▶ _THE REQUEST_:
Rewrite the material below, putting "rough polygon" wherever "simplified polygon" appears and leaving everything else the same.

▶ _GIVEN DATA_:
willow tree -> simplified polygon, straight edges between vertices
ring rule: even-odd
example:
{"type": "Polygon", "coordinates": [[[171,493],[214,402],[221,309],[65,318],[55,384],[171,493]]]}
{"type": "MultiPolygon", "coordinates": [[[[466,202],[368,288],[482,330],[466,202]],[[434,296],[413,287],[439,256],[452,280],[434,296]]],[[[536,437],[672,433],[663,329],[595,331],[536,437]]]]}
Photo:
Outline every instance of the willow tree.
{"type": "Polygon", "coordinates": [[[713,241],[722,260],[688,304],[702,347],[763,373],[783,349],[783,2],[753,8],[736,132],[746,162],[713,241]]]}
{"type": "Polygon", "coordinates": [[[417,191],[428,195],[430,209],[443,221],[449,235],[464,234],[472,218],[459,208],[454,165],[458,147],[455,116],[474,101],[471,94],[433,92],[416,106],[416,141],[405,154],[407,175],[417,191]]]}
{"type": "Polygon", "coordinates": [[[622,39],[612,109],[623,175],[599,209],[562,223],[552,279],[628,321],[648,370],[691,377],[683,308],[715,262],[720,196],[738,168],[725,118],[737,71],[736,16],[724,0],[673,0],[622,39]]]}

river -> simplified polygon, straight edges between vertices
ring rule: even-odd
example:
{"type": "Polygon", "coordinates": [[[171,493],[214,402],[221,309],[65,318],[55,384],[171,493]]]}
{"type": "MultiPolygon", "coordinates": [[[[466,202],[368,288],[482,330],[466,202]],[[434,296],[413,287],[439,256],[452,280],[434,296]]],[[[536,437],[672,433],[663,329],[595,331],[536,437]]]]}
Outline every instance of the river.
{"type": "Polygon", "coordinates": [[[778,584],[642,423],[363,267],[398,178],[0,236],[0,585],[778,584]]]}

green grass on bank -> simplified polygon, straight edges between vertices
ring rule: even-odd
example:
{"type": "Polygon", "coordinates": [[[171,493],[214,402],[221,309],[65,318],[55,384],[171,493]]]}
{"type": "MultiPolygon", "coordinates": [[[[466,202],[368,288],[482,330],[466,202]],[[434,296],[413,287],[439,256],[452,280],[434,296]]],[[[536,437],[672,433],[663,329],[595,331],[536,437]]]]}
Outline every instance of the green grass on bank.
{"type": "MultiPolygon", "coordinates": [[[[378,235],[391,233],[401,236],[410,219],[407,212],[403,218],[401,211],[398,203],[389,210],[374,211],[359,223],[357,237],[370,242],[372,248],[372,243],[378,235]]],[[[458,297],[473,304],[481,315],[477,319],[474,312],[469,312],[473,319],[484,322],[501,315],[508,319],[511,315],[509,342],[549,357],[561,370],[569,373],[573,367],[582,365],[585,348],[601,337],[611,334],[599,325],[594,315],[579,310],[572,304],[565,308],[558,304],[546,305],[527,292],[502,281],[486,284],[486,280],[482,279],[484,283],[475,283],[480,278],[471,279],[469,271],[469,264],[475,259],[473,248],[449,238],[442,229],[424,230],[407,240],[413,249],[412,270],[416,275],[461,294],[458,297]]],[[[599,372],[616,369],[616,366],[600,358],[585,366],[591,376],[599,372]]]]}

▶ _SOLUTION TO THIS TASK_:
willow tree -> rough polygon, straight edges between vertices
ring rule: even-odd
example:
{"type": "Polygon", "coordinates": [[[171,493],[214,402],[221,309],[65,318],[55,384],[171,493]]]}
{"type": "MultiPolygon", "coordinates": [[[[466,202],[368,288],[482,330],[466,202]],[[434,296],[413,287],[439,256],[452,280],[434,296]]],[[[536,437],[672,433],[663,329],[595,331],[536,437]]]]}
Photo:
Outline every instance of the willow tree.
{"type": "Polygon", "coordinates": [[[713,241],[722,260],[688,304],[702,347],[763,373],[783,349],[783,2],[753,8],[736,132],[746,162],[713,241]]]}
{"type": "Polygon", "coordinates": [[[417,191],[428,195],[430,209],[443,221],[449,235],[464,234],[472,218],[459,208],[454,165],[458,147],[455,116],[474,101],[471,94],[433,92],[416,106],[416,141],[405,154],[407,175],[417,191]]]}
{"type": "Polygon", "coordinates": [[[622,39],[612,109],[623,175],[599,209],[562,223],[552,279],[628,321],[648,370],[691,377],[683,308],[715,262],[720,196],[738,168],[725,118],[737,71],[736,16],[724,0],[673,0],[622,39]]]}

river -> rough polygon, straight edges between vertices
ring rule: even-odd
example:
{"type": "Polygon", "coordinates": [[[171,493],[214,402],[221,309],[65,318],[55,384],[171,493]]]}
{"type": "MultiPolygon", "coordinates": [[[[466,202],[368,288],[482,330],[466,202]],[[434,296],[413,287],[439,256],[452,280],[434,296]]],[[[536,437],[672,433],[663,329],[595,331],[536,437]]]]}
Outline every instance of the river.
{"type": "Polygon", "coordinates": [[[778,584],[642,423],[363,267],[398,178],[0,236],[0,585],[778,584]]]}

green grass on bank -> rough polygon, straight edges between vertices
ring rule: even-odd
example:
{"type": "Polygon", "coordinates": [[[171,493],[214,402],[221,309],[65,318],[55,384],[171,493]]]}
{"type": "MultiPolygon", "coordinates": [[[[466,202],[368,288],[482,330],[466,202]],[[434,296],[413,287],[439,256],[452,280],[434,296]]],[[[536,437],[672,433],[663,329],[595,331],[536,437]]]]}
Outline every instance of the green grass on bank.
{"type": "MultiPolygon", "coordinates": [[[[378,235],[391,233],[401,236],[410,219],[407,212],[403,218],[401,211],[398,203],[389,210],[374,211],[359,223],[357,237],[370,242],[372,248],[372,243],[378,235]]],[[[458,297],[473,304],[481,315],[477,319],[474,312],[469,312],[473,319],[484,322],[501,315],[508,319],[511,315],[509,342],[549,357],[561,370],[569,373],[573,367],[582,365],[585,348],[601,337],[611,334],[599,325],[594,315],[579,310],[572,304],[565,308],[558,304],[546,305],[527,292],[502,281],[486,284],[486,280],[482,279],[484,283],[475,283],[480,278],[471,279],[469,271],[469,264],[475,259],[473,248],[449,238],[442,229],[424,230],[407,240],[413,249],[412,270],[416,275],[461,294],[458,297]]],[[[599,372],[616,369],[616,366],[600,358],[585,366],[591,376],[599,372]]]]}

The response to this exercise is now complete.